DOCUMENT EXTRACT >>

'''

The agency’s creative director on the art and science of wayfinding, and the importance of employing people more talented than yourself
Why did you choose to work in the built environment?
I suppose in some ways it chose me. Perhaps it was almost inevitable, although I didn’t see it at the time — my parents were both architects and I grew up in a family fascinated by the built environment.
I studied geography as an undergraduate and design as a postgraduate. Both those things came together beautifully at DNCO, as we’re a creative studio for place and culture.
I am captivated by places and how we relate to them. Working here has given me the opportunity to explore this subject from a completely different set of angles.
At DNCO we create award-winning identities, digital tools, immersive content and wayfinding for everywhere from museums to whole neighbourhoods. The studio cares deeply about why something exists and how we can improve it, so understanding what places mean to people, the stories they tell about them and how they navigate them are questions that we consider daily.
We always make sure to look at these from the user perspective — the voices of architects, developers and councils are all vital. But nothing is more important than the needs and wants of the people on the ground.
What are you most proud of in your career to date?
One of my career highlights of recent years was working on the wayfinding at the V&A. Creating signage for seven miles of galleries in a museum that sells a keychain in their shop proudly stating “Lost in the V&A” was always going to be a challenge. But it was a fascinating place to work with an extremely dedicated and insightful client team.
The museum is a sprawling set of listed buildings, and there are almost no areas where the 60,000 objects in the collection are not on display. Corridors have been turned into galleries, artefacts hang from every surface and even staircases themselves are works of art.
We needed to make the museum feel more manageable, and through a little bit of sleight of hand, we renumbered the whole building so the top floor is now level 4, rather than level 6. It makes the far-flung galleries feel closer to the ground.
One of the most significant innovations in the system is the use of colour. We stripped away extraneous layers, reserving colour as a highlight purely for paid exhibitions.
Acting as a beacon, these colours draw visitors through the busy ground floor, getting them to their destinations faster. This protects one of the museum’s core revenue streams that helps to keep the permanent galleries free to enter.
When designing wayfinding, we are very careful to be sensitive to the surrounding architecture – and in projects where architects are involved, we work alongside them to complement their designs.
At the V&A we borrowed from the language of museum display in grade I listed surroundings to create signage that echoed object plinths. Signs are made from wood to add to the sense of permanence and quality, vital for such a prestigious environment, and dyed black to harmonise with their surroundings.
I am particularly proud of the work we did on the visitor map, however. It’s an elegant piece of design that, through a series of subtle changes, makes the complex spaces of the museum easier to navigate.
Walls are drawn as solid barriers; galleries are named as well as numbered, removing awkward cross-referencing; and type sizes are increased. All this we achieved while making the plan larger, more relevant and more compact to carry around. Crucially we re-drew it with the knowledge that it was also to be used in a digital environment as well as in print, so it is fit for future purpose.

'''

DATASET EXCERPTS >>
'''

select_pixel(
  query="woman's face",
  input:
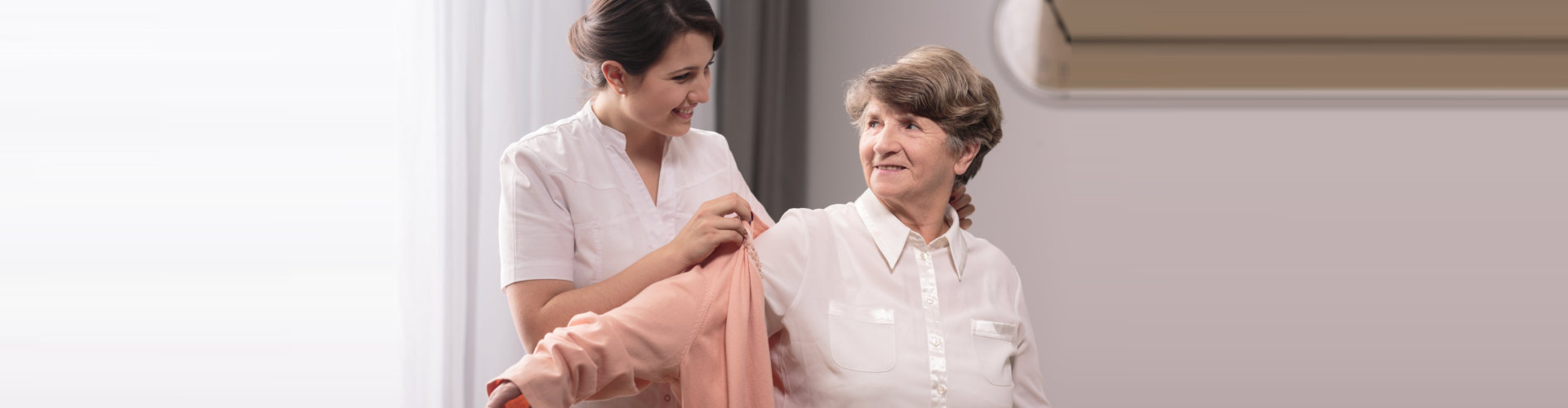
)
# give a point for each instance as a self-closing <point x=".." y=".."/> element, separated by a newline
<point x="905" y="157"/>
<point x="666" y="95"/>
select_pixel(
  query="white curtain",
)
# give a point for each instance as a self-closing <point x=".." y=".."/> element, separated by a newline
<point x="504" y="69"/>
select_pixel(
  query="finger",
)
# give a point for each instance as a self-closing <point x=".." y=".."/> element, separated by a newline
<point x="742" y="207"/>
<point x="966" y="211"/>
<point x="960" y="202"/>
<point x="729" y="204"/>
<point x="729" y="224"/>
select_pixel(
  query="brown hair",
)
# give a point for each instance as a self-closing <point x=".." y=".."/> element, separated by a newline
<point x="637" y="32"/>
<point x="937" y="83"/>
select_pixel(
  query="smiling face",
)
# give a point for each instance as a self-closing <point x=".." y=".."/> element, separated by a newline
<point x="666" y="95"/>
<point x="906" y="159"/>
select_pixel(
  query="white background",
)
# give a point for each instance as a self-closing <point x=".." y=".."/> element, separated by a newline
<point x="199" y="203"/>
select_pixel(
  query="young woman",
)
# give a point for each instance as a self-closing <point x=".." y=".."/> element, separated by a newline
<point x="882" y="302"/>
<point x="625" y="193"/>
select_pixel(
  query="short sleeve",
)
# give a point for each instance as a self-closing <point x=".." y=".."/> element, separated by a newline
<point x="783" y="256"/>
<point x="537" y="239"/>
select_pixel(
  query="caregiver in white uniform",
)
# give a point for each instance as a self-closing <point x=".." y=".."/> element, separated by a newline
<point x="584" y="200"/>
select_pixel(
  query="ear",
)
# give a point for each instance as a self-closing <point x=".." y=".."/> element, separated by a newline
<point x="966" y="157"/>
<point x="615" y="76"/>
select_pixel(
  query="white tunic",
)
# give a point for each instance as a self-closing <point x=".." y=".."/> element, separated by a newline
<point x="574" y="207"/>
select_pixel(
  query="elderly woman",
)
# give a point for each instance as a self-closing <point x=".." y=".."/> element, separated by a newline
<point x="882" y="302"/>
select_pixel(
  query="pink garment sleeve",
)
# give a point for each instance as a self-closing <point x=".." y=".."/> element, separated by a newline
<point x="702" y="330"/>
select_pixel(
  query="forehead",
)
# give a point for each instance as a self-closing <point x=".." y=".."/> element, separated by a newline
<point x="879" y="109"/>
<point x="687" y="49"/>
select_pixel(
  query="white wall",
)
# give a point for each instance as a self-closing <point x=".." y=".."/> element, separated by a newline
<point x="1239" y="255"/>
<point x="199" y="203"/>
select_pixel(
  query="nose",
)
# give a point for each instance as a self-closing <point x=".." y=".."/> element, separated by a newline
<point x="700" y="95"/>
<point x="884" y="143"/>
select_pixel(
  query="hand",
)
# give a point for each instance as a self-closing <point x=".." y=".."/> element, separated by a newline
<point x="506" y="392"/>
<point x="710" y="228"/>
<point x="960" y="202"/>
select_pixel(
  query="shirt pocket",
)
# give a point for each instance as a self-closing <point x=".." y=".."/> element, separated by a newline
<point x="862" y="338"/>
<point x="993" y="346"/>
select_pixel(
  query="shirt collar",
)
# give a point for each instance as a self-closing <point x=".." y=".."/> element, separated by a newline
<point x="601" y="131"/>
<point x="891" y="234"/>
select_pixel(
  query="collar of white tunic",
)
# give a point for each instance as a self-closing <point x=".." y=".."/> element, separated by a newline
<point x="598" y="129"/>
<point x="893" y="234"/>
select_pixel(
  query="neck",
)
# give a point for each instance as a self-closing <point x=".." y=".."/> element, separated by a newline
<point x="925" y="217"/>
<point x="640" y="142"/>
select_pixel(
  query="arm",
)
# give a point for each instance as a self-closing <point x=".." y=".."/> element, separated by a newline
<point x="640" y="343"/>
<point x="1029" y="384"/>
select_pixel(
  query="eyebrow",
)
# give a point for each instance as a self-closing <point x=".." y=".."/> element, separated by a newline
<point x="692" y="68"/>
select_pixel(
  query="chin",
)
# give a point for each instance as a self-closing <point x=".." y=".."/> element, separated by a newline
<point x="678" y="131"/>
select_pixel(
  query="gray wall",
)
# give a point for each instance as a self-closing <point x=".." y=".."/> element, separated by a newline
<point x="1288" y="255"/>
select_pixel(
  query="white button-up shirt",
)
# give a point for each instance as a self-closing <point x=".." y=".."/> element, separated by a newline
<point x="574" y="207"/>
<point x="867" y="314"/>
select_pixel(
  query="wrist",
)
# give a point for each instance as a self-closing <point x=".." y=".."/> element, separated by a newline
<point x="671" y="261"/>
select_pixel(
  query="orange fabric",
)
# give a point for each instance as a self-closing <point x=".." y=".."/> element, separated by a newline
<point x="703" y="331"/>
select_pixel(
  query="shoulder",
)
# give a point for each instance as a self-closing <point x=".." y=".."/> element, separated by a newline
<point x="706" y="146"/>
<point x="816" y="224"/>
<point x="988" y="259"/>
<point x="549" y="146"/>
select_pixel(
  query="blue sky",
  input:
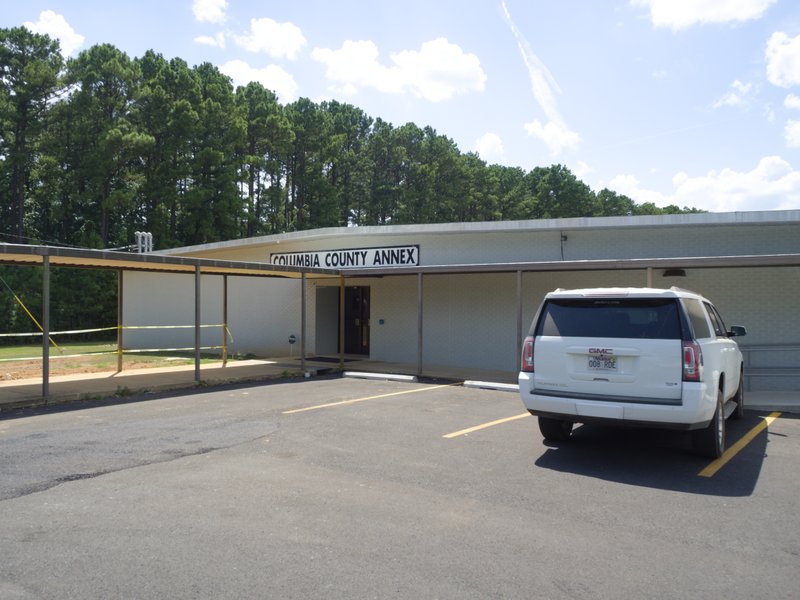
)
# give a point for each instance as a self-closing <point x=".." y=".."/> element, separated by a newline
<point x="687" y="102"/>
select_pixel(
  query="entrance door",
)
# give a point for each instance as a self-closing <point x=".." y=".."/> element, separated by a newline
<point x="356" y="320"/>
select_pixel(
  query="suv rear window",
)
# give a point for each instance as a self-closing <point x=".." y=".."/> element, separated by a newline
<point x="650" y="318"/>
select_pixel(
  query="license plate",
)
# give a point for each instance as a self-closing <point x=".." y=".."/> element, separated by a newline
<point x="602" y="363"/>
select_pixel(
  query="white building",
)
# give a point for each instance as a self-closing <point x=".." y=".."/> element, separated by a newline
<point x="463" y="294"/>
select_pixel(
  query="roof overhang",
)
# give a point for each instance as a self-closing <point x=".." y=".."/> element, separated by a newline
<point x="106" y="259"/>
<point x="702" y="262"/>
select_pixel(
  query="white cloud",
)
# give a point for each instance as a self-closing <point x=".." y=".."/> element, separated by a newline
<point x="791" y="133"/>
<point x="783" y="60"/>
<point x="792" y="102"/>
<point x="279" y="40"/>
<point x="271" y="77"/>
<point x="555" y="133"/>
<point x="773" y="184"/>
<point x="436" y="72"/>
<point x="56" y="27"/>
<point x="490" y="147"/>
<point x="211" y="11"/>
<point x="582" y="170"/>
<point x="682" y="14"/>
<point x="217" y="41"/>
<point x="735" y="96"/>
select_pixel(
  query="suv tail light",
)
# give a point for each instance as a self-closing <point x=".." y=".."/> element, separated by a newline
<point x="692" y="362"/>
<point x="527" y="355"/>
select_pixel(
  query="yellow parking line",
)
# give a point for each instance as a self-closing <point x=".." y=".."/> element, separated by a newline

'''

WHAT IS EXPECTED >>
In the wayfinding interview, what level number does the V&A's top floor carry after the building was renumbered?

RESPONSE FOR THIS EXERCISE >>
Level 4, rather than level 6.